(Data drawn from a collection)
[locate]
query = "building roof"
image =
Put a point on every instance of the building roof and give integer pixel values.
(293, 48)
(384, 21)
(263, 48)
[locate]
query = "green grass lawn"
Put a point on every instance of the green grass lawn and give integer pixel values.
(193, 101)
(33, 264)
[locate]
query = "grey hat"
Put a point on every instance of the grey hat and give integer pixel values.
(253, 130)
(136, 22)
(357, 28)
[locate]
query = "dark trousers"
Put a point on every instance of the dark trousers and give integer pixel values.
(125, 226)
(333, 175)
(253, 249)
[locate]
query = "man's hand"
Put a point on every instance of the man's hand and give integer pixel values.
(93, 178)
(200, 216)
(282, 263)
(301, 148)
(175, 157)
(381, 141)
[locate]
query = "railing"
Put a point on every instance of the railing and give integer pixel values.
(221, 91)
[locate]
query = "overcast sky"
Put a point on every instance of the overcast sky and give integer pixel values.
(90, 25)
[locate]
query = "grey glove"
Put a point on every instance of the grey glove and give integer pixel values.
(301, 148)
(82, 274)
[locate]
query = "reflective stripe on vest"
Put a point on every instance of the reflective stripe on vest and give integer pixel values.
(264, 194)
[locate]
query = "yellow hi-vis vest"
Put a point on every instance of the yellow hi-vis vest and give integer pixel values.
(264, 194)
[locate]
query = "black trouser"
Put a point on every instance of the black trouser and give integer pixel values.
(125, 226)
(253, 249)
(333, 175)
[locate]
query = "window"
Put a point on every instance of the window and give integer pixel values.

* * *

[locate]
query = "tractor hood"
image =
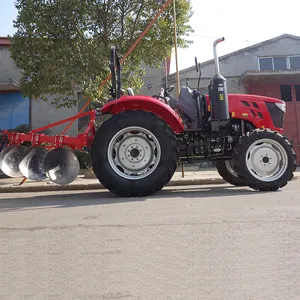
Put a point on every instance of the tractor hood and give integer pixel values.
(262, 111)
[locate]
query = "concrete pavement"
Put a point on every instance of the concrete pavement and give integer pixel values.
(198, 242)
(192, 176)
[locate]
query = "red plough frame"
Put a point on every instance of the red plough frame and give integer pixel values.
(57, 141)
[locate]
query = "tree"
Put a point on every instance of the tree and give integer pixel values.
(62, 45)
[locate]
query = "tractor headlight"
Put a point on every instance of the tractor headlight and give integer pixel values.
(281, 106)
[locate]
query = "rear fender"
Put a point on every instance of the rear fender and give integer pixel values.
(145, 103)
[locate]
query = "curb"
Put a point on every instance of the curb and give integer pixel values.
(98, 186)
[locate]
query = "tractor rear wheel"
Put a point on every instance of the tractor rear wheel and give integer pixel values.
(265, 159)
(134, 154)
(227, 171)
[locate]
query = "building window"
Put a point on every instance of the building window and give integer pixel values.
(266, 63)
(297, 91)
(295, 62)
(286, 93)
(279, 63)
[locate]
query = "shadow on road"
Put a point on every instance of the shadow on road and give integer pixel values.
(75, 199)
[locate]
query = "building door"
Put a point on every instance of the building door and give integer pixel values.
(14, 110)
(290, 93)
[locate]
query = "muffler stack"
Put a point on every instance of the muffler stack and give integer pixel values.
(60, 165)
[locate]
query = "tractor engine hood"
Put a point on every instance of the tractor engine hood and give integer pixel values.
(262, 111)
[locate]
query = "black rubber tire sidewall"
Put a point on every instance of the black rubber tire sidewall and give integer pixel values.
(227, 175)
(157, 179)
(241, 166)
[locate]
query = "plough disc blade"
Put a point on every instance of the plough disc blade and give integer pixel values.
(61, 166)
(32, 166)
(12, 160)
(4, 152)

_SHORT TASK_: Please return each line of the records above that contains the string "reflective".

_RESULT_:
query = "reflective stripe on vest"
Put a point on every instance of the reflective stripe on vest and give integer pixel values.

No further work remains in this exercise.